◆ **Angezeigter Text**

Artikel5. Oktober 2023 Cineman Redaktion
Horrorsatire aus Korea: 5 Gründe, «Bargain» zu schauen
Praktisch alle Streaming-Dienste haben südkoreanische Produktionen für sich entdeckt. Manche wurden zu Megahits – ob das der Horror-Action-Serie «Bargain» auf Paramount+ auch gelingen wird?
Text von Peter Osteried
«Bargain» ist eine neue Miniserie aus Südkorea, die erstaunlich gut darin ist, gleich zwei Genres miteinander zu verbinden und aus beiden das Maximale herauszuholen. Zudem ist die Serie nicht nur actionreich und mitreissend, sondern weist auch deutlichen Sinn für satirischen Humor auf.
1. Der Anfang
Schon die ersten Minuten sind brillant. Eine junge Frau (Jeon Jong-seo) und ein Mann mittleren Alters (Jin Sun-kyu) treffen sich in einem Hotelzimmer. Er ist ihr Freier – sie ist noch Jungfrau. Oder zumindest hat sie ihm das erzählt. Aber man merkt schon in diesen ersten Minuten, wie sie mit ihm spielt – und er das nicht im Mindesten merkt, sondern von der ersten bis zur letzten Minute glaubt, er sei derjenige, der alle Trümpfe in der Hand hält. Dabei ist er nur ein Lamm, das zur Schlachtbank geführt wird.

◆ **Datenabschnitt**
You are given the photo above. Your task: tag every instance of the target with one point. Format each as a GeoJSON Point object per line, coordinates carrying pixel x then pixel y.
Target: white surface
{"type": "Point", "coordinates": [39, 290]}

◆ **Aufgaben**
[1] Auf welchem Streamingdienst läuft die Serie «Bargain» laut dem Artikel über «Bargain»?
[2] Schreibe aus dem Artikel über «Bargain» die Stelle von "Artikel5. Oktober 2023" bis "satirischen Humor auf." wortgetreu ab.
Die Zeilen braucht man für die Aufgaben nicht.

◆ **Lösungen**
[1] Auf Paramount+.

[2]
Artikel5. Oktober 2023 Cineman Redaktion
Horrorsatire aus Korea: 5 Gründe, «Bargain» zu schauen
Praktisch alle Streaming-Dienste haben südkoreanische Produktionen für sich entdeckt. Manche wurden zu Megahits – ob das der Horror-Action-Serie «Bargain» auf Paramount+ auch gelingen wird?
Text von Peter Osteried
«Bargain» ist eine neue Miniserie aus Südkorea, die erstaunlich gut darin ist, gleich zwei Genres miteinander zu verbinden und aus beiden das Maximale herauszuholen. Zudem ist die Serie nicht nur actionreich und mitreissend, sondern weist auch deutlichen Sinn für satirischen Humor auf.